= Beginning of Section =
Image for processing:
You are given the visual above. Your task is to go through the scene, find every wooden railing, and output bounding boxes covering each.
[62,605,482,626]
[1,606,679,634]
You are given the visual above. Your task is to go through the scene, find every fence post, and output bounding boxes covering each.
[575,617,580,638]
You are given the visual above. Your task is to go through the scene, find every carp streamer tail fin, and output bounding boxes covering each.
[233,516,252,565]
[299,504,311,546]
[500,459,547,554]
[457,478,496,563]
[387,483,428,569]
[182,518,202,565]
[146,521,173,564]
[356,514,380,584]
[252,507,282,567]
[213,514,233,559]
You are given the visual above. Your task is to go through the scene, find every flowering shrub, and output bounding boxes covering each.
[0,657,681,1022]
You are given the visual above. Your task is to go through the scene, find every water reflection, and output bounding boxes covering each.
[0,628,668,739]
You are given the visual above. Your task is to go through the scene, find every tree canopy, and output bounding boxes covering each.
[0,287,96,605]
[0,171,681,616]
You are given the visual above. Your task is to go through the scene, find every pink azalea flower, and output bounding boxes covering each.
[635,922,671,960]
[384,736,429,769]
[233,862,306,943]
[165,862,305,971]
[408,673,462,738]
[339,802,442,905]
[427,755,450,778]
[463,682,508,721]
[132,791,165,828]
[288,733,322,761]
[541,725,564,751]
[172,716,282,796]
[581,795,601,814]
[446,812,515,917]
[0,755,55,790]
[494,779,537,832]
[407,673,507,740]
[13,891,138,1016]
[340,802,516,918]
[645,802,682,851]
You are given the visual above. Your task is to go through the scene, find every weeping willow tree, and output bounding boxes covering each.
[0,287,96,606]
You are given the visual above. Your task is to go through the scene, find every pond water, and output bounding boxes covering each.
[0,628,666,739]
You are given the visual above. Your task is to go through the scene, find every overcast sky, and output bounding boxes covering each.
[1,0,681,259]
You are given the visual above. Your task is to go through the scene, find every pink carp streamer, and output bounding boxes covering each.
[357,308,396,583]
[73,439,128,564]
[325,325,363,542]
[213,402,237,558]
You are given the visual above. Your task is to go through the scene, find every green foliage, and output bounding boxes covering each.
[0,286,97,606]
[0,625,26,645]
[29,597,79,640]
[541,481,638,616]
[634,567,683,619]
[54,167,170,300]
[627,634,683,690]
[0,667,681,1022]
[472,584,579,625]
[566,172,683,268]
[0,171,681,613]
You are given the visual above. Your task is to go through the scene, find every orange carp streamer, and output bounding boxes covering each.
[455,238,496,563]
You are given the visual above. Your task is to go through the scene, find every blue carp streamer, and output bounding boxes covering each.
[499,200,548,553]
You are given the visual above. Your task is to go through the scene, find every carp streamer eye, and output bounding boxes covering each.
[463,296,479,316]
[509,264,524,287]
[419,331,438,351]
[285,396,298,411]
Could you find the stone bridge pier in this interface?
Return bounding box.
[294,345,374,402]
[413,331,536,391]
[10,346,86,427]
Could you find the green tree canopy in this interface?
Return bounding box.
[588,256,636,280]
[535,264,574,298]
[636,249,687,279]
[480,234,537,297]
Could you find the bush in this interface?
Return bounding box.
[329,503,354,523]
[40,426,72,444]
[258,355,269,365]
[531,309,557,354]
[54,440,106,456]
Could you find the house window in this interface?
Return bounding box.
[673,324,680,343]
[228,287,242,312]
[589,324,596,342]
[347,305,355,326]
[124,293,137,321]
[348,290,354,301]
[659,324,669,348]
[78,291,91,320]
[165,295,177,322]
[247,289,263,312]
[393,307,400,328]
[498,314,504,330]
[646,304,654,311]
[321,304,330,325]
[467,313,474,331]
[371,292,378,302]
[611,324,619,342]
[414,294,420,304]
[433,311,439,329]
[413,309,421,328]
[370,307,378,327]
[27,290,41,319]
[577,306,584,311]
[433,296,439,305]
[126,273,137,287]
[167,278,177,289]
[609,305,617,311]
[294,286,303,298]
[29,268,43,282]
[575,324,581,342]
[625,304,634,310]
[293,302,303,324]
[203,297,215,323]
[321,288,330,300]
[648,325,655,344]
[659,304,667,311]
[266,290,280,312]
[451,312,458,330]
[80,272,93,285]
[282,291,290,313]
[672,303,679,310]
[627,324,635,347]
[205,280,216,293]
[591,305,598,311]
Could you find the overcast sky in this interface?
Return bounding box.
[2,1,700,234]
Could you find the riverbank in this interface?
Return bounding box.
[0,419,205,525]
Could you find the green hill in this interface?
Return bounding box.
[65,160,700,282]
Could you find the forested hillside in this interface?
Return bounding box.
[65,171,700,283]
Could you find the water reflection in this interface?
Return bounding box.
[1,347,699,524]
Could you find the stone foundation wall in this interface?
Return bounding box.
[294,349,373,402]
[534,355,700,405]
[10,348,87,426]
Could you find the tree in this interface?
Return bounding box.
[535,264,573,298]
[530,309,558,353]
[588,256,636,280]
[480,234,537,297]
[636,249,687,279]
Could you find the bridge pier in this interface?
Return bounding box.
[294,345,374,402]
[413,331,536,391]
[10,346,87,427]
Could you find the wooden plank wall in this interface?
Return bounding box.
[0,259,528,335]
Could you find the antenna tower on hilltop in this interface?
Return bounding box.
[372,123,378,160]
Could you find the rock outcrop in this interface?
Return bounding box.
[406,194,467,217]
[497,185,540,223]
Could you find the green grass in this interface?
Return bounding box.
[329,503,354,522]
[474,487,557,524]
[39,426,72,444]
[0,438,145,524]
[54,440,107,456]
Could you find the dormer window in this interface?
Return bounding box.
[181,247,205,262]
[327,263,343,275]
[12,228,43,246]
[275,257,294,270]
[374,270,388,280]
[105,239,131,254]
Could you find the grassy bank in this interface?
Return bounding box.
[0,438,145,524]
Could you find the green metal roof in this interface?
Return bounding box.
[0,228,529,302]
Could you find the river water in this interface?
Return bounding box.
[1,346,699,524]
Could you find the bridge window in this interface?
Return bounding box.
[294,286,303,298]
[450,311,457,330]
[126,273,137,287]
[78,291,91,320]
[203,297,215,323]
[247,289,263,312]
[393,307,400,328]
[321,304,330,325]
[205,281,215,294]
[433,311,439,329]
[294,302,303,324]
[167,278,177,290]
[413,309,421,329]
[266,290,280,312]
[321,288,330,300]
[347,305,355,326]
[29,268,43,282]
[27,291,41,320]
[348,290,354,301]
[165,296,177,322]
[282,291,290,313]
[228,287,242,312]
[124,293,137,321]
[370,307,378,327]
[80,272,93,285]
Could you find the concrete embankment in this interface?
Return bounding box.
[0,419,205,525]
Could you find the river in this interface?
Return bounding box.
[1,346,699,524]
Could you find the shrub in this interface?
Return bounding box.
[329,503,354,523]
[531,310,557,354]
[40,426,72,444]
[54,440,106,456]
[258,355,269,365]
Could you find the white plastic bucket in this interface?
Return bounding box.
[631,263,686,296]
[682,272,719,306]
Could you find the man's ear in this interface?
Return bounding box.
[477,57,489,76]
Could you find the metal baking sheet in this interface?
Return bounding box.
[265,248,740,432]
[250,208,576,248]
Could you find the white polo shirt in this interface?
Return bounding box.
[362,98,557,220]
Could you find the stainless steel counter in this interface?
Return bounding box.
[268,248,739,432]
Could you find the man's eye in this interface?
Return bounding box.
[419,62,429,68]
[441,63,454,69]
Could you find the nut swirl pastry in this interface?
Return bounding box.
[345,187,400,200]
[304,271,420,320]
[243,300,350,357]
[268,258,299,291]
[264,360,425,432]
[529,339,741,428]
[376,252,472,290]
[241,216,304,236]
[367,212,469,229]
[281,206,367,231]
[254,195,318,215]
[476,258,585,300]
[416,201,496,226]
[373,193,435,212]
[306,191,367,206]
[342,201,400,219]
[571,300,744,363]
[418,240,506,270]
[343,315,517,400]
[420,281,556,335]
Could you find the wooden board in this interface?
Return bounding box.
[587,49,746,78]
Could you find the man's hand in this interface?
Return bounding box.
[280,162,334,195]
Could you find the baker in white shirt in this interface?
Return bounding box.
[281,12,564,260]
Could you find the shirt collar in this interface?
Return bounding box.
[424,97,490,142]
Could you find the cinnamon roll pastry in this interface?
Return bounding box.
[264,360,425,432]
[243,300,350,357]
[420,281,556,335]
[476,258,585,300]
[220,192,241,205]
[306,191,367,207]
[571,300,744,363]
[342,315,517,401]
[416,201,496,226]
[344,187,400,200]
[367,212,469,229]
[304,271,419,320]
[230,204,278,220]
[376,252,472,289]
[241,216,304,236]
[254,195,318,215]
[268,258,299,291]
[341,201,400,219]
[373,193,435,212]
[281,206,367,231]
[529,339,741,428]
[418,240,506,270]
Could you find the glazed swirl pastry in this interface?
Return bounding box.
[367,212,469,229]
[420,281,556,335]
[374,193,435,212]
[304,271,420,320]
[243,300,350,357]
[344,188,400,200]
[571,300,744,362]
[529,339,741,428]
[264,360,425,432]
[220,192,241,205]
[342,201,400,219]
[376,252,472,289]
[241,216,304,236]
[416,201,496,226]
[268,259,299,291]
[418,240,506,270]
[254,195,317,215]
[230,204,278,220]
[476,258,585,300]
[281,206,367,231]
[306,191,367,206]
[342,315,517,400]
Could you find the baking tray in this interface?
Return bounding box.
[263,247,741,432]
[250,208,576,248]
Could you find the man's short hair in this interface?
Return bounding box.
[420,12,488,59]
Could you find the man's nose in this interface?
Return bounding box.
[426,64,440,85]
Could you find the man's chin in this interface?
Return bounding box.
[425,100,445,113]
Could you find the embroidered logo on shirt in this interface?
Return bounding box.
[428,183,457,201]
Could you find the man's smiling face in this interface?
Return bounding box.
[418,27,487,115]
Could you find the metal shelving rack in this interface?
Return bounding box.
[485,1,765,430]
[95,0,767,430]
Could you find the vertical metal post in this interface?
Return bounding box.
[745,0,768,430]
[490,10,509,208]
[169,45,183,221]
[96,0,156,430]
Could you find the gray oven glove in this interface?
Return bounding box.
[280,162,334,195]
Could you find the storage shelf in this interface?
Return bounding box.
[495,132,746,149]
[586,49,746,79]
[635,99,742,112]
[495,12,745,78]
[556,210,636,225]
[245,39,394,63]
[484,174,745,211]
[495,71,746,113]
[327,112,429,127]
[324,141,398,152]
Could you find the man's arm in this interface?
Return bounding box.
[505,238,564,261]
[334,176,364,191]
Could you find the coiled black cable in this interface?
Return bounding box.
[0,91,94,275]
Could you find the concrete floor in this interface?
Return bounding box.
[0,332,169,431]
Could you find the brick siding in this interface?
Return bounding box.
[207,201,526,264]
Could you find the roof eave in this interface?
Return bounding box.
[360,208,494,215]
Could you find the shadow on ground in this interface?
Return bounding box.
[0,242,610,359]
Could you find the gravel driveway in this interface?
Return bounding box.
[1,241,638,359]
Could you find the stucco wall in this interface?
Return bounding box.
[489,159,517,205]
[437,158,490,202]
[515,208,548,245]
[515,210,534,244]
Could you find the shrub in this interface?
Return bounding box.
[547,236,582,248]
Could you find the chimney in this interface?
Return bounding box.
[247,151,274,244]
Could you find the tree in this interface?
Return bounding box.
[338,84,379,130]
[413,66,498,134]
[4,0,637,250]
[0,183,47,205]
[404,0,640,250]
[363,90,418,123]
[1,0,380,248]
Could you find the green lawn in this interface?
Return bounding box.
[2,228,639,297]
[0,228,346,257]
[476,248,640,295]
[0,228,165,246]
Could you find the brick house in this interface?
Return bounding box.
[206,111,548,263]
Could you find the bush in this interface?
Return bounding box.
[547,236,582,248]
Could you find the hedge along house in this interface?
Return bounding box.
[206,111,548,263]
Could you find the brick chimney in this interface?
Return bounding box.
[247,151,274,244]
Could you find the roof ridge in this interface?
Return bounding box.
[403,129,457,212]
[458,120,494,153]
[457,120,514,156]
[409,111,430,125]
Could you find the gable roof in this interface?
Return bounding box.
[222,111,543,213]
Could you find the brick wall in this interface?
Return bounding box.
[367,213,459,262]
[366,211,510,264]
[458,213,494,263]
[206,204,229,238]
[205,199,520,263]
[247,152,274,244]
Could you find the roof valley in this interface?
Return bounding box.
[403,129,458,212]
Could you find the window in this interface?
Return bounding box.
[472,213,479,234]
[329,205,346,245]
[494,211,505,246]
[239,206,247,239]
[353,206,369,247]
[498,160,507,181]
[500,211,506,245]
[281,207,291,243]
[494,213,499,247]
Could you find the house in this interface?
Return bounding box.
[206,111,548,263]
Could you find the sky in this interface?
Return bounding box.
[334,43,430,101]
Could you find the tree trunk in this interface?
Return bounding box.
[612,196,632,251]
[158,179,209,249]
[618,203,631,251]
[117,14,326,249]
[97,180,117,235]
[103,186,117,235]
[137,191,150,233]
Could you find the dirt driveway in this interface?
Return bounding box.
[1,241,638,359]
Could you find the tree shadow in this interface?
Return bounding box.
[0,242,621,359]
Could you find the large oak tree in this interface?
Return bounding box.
= End of Section =
#### Goal of the exercise
Every line that contains the string "baking" should be returned from the data.

#### Reply
Could you find the metal baking sheet in this interface?
Could you find the baking tray in this interface?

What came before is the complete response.